# What the task asks:
Word for word, restate the records that follow.

# Raw data:
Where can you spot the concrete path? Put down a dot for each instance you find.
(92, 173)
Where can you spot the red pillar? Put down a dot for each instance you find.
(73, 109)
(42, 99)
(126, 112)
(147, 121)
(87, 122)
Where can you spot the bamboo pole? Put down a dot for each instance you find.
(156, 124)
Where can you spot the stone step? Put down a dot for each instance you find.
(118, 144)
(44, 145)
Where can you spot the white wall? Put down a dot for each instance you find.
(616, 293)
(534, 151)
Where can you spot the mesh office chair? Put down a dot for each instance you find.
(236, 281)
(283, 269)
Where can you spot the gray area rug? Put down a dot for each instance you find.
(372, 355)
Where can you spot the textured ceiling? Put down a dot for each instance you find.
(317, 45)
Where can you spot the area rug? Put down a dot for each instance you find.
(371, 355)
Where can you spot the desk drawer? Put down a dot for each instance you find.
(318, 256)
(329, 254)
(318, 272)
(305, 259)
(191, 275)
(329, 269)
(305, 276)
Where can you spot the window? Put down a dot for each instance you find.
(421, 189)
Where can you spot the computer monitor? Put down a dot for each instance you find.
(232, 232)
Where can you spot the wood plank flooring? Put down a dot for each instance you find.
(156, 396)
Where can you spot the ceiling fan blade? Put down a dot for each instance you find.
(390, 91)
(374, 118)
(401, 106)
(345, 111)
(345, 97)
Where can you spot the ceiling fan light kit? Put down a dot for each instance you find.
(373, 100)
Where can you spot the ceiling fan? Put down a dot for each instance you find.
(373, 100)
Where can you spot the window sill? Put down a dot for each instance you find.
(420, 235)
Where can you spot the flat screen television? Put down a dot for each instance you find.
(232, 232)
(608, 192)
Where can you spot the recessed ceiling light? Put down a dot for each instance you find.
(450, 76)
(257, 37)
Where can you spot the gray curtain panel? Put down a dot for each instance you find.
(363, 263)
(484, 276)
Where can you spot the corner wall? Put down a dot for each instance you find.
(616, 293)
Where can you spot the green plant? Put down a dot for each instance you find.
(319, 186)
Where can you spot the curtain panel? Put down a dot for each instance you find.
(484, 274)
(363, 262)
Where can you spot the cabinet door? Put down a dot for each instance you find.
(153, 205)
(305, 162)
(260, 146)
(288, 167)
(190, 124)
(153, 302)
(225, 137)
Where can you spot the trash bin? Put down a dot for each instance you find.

# Completed exercise:
Where can you spot the concrete path? Put down a dot for each instance you find.
(92, 173)
Where can you spot the red pillar? Put down a dot for each instance you find.
(73, 109)
(42, 99)
(126, 112)
(147, 121)
(87, 122)
Where can you spot the bamboo pole? Put down a dot for each instance you find.
(156, 124)
Where can you spot the stone step? Put down a dot for each instance you find.
(118, 144)
(44, 145)
Where can you spot the white wall? Put down a dot for each instance you find.
(616, 293)
(534, 151)
Where can you spot the mesh office chair? Put down a dot for each instance you find.
(236, 281)
(283, 269)
Where can you spot the gray area rug? Put down a dot for each instance you find.
(372, 355)
Where can you spot the textured ceiling? Put down a dot for each instance you find.
(317, 45)
Where can you spot the area rug? Put down a dot for each instance you find.
(371, 355)
Where can you spot the desk drawer? Put down a dot for each instance you find.
(318, 256)
(329, 254)
(318, 272)
(305, 259)
(191, 275)
(329, 269)
(305, 276)
Where can you spot the window? Put down a dot for each instance you find.
(421, 189)
Where can you spot the computer monitor? Put down a dot for each instance you find.
(232, 232)
Where can you spot the wood plank flooring? Put down a dot for each instance you find.
(156, 396)
Where can you spot the ceiling fan blade? Put down a dot for each instance you find.
(390, 91)
(374, 118)
(401, 106)
(345, 111)
(345, 97)
Where can you spot the ceiling fan light kit? Put down a dot for each instance you find.
(373, 100)
Where can you spot the ceiling fan? Put down a dot for each instance you find.
(373, 100)
Where can you spot the window sill? Put down a dot for each instance you find.
(420, 235)
Where can you spot the flat screen television? Put down a dot for each instance you find.
(232, 232)
(608, 192)
Where can you spot the recessed ceiling light? Put down a dot for each instance you find.
(450, 76)
(257, 37)
Where can you spot the gray curtain panel? Put down a dot for each instance you find.
(363, 263)
(484, 276)
Where can you spot the corner wall? Put down a dot for each instance you find.
(616, 293)
Where can you spot the green plant? Put down a dot for each instance you find.
(319, 186)
Where can you spot the curtain panel? Put down a dot for each instance you find.
(484, 274)
(363, 262)
Where can you spot the cabinet door? Put down a dot for each instance you find.
(153, 205)
(305, 162)
(260, 146)
(288, 167)
(190, 124)
(153, 302)
(225, 137)
Where can you spot the trash bin? Put down a dot for each instance you find.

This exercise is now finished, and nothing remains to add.